**TASK REQUIREMENTS**
A: In the passage on disability awareness training for first responders, what year did David Whalen launch the program?
B: Reproduce the passage on disability awareness training for first responders word for word, from "And so, Whalen" through "and effective communication.", inclusive.
C: According to the passage on disability awareness training for first responders, why do the course curriculums keep evolving?

**EXERCISE PASSAGE**
--- START ---
When David Whalen launched a disability awareness training program for first responders in 2004, he wanted to strengthen services and support for people living with disabilities.
At the time, Whalen had spent years working as a developmental disability service provider for the Niagara Falls ARC. He was also the father of a son born with spastic quadriplegia cerebral palsy. He’d seen firsthand how a lack of awareness about disabilities could ripple across a life, from ruining a dinner out to hindering effective care and treatment during an emergency.
“It’s inequality that doesn’t need to exist,” he says.
And so, Whalen set up a consulting service from his living room and began speaking to local Emergency Medical Service (EMS) professionals. With help from advocates and community members, he assembled a curriculum that provided clear definitions of a wide range of physical and developmental disabilities, outlined specific health challenges, and offered strategies to ensure respectful and effective communication.
As word began to spread, Whalen joined forces with Niagara University, growing the program so it not only offered courses for EMS professionals, but firefighters, law enforcement and 911 operators. Twenty years later, Whalen is now director of national advancement at the Institute on Disability Awareness at Niagara University (IDA@NU) – and the course that began in his living room has so far trained thousands of people from New York to Louisiana to South Dakota.
“Disability Awareness Training for First Responders” is among the spotlighted resources in the National Paralysis Resource Center’s new collection for EMS professionals. The collection, which also includes a comprehensive overview of paralysis-related secondary conditions, wheelchair etiquette and carrying techniques, is available for free at the Christopher & Dana Reeve Foundation website here.
For Whalen, the widespread success of the training course has been gratifying, but he is far from finished. The course curriculums are ever evolving as Whalen regularly checks in with colleagues and community members about their experiences with treatment and care.
“We don’t work in a silo – it’s just the opposite,” he says. “It’s a massive topic area. I may know more about autism or cerebral palsy than 90 percent of the population, but there’s 10 percent who know more than me. We are always learning.”
Along with instructor-led conversations about identifying and responding to a wide range of disabilities, the training courses also include videos featuring first-person accounts that are meant to resonate. One video features a man living with a spinal cord injury describing his experience after a car accident. When first responders arrived on the scene, they were surprised to find him driving the vehicle and asked if he was allowed to be out alone.
That, Whalen says, is an example of the ill-informed assumptions that can damage trust and effective pre-hospital care from the start. But when he plays the video for first responders in his courses, they are ready to learn what they don’t know.
“This is where we get the positive response,” he says. “Nine out of ten people really want to be up to speed. Most people are genuine and real and want to do the right thing.”
--- END ---
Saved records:
--- START ---
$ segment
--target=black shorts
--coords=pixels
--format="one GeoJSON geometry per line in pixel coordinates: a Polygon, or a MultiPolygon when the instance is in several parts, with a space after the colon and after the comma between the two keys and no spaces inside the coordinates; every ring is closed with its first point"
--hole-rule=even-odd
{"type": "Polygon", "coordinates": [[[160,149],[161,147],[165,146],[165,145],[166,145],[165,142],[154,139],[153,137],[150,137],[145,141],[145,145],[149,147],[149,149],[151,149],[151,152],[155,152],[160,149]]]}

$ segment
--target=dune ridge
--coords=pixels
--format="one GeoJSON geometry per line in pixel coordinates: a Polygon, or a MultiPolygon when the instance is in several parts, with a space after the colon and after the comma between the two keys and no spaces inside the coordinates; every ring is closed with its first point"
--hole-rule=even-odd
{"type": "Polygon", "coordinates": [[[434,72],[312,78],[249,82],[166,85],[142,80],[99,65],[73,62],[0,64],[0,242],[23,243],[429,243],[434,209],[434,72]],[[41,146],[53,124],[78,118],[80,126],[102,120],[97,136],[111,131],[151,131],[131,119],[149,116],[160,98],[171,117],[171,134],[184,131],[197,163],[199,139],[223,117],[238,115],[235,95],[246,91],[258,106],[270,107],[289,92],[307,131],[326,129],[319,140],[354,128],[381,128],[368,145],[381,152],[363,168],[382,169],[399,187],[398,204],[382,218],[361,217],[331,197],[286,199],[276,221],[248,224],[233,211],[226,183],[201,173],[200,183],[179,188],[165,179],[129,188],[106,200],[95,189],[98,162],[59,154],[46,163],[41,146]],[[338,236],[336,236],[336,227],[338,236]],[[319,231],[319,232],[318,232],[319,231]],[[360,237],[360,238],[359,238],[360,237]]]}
--- END ---
**PER-TASK OUTPUTS**
A: 2004

B:
And so, Whalen set up a consulting service from his living room and began speaking to local Emergency Medical Service (EMS) professionals. With help from advocates and community members, he assembled a curriculum that provided clear definitions of a wide range of physical and developmental disabilities, outlined specific health challenges, and offered strategies to ensure respectful and effective communication.

C: They evolve because Whalen regularly checks in with colleagues and community members about their experiences with treatment and care. He says the topic area is massive and some people know more than he does, so "we are always learning."